**Objectif**
Recopiez le passage de la lettre à la marquise du Deffant qui va de « Vous voulez être » à « vous regrettant beaucoup. », en changeant « montagnes » en « collines ».

7867. À MADAME LA MARQUISE DU DEFFANT.
25 avril.

Vous voulez être taupe, madame savez-vous bien qu’il y a un proverbe qui dit que les taupes servent d’exemple ? exemplum ut talpa. Il est vrai que nous avons, vous et moi, quelque ressemblance avec ces animaux, qui passent pour aveugles. Je suis toujours de la confrérie, tant que les neiges couvrent nos montagnes je ne vois guère plus qu’une taupe ; et d’ailleurs j’irai bientôt dans leur royaume, en regrettant fort peu celui-ci, mais en vous regrettant beaucoup.

Vous avez deviné très-juste, madame, en devinant que M. l’abbé Terray m’a pris six fois plus qu’à vous ; mais c’est à ma famille qu’il a fait cette galanterie car il m’a pris tout le bien libre dont je pouvais disposer, et je ferai probablement, en mourant, banqueroute comme un évêque.

Vous voulez avoir cette prétendue Encyclopédie qui n’en est point une : c’est un ouvrage malheureusement fort sage (à ce que je crois), mais fort ennuyeux (à ce que j’affirme). Je serai mort avant qu’il soit imprimé, attendu que, de mes deux libraires, l’un est devenu magistrat et ambassadeur, l’autre monte la garde continuellement, en qualité de major, dans le tripot de Genève, qu’on appelle république.

Cependant, madame, afin que vous ne m’accusiez pas de négligence, voici trois feuilles qui me tombent sous la main. Faites-vous lire seulement les articles Adam[1] et Adultère[2]. Notre premier père est toujours intéressant, et adultère est toujours quelque chose de piquant. Vous pourriez aussi vous faire lire l’article Adorer[3], parce qu’il y a réellement une chanson composée par Jésus-Christ qui est fort curieuse. Ce n’est point une plaisanterie, la chose est très-vraie. Vous verrez même que c’est une chanson à danser, et qu’on dansait alors dans toutes les cérémonies religieuses.

Quand vous vous serez amusée ou ennuyée de ces trois rogatons, n’oubliez pas, je vous prie, de gronder horriblement votre grand’maman. Elle m’a comblé de grâces, elle m’a fait capucin ; elle a fait capitaine d’artillerie un homme[4] que j’ai pris la liberté de lui recommander sans le connaître ; elle a donné une pension à un médecin[5] que je ne connais pas davantage, et que je ne consulte jamais ; et ce qui est le plus essentiel, elle m’a écrit des lettres charmantes ; mais elle est devenue une cruelle, une perfide qui m’abandonne dans ma plus grande détresse, dans une affaire très-importante, dans une manufacture que j’ai établie, et que j’ai mise sous sa protection.

Relevés de placement de points:
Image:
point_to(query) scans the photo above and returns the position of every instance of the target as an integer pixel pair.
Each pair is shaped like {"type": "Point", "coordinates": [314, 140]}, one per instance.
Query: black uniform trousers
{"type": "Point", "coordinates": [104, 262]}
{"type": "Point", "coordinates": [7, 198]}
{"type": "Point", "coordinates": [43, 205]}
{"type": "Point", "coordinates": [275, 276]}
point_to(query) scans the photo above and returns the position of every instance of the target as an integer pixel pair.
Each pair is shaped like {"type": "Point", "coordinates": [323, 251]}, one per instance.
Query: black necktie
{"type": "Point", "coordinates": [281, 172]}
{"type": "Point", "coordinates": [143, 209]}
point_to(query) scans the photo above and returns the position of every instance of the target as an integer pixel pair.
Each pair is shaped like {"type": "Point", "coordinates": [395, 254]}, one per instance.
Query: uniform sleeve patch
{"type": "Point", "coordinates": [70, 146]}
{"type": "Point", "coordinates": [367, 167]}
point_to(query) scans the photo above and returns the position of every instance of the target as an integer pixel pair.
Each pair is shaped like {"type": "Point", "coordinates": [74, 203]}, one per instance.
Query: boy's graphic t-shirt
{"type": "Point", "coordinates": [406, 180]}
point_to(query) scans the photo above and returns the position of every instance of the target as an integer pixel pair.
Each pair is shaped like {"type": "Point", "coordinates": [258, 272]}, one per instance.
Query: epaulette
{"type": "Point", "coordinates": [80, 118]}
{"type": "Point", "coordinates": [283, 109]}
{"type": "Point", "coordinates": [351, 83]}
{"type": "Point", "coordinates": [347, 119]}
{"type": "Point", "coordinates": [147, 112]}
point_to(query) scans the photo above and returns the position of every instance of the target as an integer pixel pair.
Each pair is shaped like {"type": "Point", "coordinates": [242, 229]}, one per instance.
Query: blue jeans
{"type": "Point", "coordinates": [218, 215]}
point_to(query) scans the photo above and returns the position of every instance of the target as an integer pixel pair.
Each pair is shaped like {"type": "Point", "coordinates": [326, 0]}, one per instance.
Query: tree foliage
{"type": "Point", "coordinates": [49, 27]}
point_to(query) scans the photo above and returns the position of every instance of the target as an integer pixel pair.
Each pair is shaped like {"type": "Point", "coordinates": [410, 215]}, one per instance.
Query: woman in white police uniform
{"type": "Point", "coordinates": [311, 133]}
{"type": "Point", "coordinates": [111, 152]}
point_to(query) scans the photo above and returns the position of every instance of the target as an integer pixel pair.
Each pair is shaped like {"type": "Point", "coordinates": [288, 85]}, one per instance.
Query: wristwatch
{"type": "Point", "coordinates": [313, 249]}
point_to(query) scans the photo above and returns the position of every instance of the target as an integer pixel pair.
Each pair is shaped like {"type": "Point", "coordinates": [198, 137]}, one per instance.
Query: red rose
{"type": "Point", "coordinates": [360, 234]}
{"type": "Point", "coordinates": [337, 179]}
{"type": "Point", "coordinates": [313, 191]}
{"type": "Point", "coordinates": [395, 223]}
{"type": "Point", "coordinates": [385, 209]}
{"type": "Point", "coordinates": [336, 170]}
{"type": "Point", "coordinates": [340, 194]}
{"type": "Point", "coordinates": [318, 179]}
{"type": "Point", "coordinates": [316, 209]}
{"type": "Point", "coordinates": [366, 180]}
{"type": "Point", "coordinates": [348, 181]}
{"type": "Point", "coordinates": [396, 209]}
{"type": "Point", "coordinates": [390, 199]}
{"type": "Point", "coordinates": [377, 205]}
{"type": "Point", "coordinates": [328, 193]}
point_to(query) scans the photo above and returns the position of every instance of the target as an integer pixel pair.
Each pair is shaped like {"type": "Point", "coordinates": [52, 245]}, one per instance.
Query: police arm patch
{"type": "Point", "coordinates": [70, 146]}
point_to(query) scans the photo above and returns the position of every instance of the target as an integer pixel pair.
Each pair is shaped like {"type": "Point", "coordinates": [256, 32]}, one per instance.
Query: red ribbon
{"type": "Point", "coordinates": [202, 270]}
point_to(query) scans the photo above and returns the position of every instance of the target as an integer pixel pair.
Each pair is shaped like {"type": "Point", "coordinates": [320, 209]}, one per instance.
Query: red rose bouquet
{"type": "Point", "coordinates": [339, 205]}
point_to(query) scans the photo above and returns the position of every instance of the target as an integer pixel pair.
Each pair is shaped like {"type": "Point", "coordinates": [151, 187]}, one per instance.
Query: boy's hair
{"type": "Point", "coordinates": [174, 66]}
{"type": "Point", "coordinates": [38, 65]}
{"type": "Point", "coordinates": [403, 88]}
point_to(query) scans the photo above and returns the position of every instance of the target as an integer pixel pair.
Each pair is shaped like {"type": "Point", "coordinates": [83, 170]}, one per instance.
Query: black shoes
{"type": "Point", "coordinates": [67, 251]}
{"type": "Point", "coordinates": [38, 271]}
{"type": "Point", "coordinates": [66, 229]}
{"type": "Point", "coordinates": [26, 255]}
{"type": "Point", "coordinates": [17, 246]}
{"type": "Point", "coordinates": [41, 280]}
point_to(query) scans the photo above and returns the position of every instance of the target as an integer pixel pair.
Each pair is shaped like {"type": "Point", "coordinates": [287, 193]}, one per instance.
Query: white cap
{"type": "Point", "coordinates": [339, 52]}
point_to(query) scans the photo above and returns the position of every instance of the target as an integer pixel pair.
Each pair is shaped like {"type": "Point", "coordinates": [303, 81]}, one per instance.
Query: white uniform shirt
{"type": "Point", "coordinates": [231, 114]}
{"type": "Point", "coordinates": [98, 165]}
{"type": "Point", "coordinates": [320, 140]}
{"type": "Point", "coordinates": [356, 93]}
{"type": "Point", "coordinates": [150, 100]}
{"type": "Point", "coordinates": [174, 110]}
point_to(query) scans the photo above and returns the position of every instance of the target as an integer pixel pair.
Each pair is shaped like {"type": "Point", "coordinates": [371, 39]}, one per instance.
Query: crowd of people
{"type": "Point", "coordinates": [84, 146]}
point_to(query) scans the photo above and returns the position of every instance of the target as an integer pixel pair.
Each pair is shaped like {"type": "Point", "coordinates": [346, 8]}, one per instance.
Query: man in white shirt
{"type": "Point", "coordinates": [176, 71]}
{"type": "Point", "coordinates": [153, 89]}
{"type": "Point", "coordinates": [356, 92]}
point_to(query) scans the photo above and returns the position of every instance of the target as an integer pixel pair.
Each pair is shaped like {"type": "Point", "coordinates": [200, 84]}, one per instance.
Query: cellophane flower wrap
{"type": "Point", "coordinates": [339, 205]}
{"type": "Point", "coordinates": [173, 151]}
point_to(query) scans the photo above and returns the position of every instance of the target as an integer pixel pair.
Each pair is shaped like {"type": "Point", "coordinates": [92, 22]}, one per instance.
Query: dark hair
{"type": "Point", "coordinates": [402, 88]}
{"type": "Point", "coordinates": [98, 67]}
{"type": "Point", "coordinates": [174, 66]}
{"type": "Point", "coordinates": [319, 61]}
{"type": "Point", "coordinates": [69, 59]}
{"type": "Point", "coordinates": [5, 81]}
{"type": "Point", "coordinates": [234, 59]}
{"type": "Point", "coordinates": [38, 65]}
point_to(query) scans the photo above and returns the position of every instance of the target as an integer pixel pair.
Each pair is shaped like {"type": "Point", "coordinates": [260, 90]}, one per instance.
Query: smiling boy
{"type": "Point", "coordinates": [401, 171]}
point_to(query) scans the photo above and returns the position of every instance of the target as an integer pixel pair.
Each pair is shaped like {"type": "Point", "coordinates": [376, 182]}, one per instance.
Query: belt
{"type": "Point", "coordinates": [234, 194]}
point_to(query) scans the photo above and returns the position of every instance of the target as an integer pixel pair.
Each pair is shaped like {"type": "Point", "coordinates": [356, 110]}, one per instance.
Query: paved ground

**Résultat obtenu**
Vous voulez être taupe, madame savez-vous bien qu’il y a un proverbe qui dit que les taupes servent d’exemple ? exemplum ut talpa. Il est vrai que nous avons, vous et moi, quelque ressemblance avec ces animaux, qui passent pour aveugles. Je suis toujours de la confrérie, tant que les neiges couvrent nos collines je ne vois guère plus qu’une taupe ; et d’ailleurs j’irai bientôt dans leur royaume, en regrettant fort peu celui-ci, mais en vous regrettant beaucoup.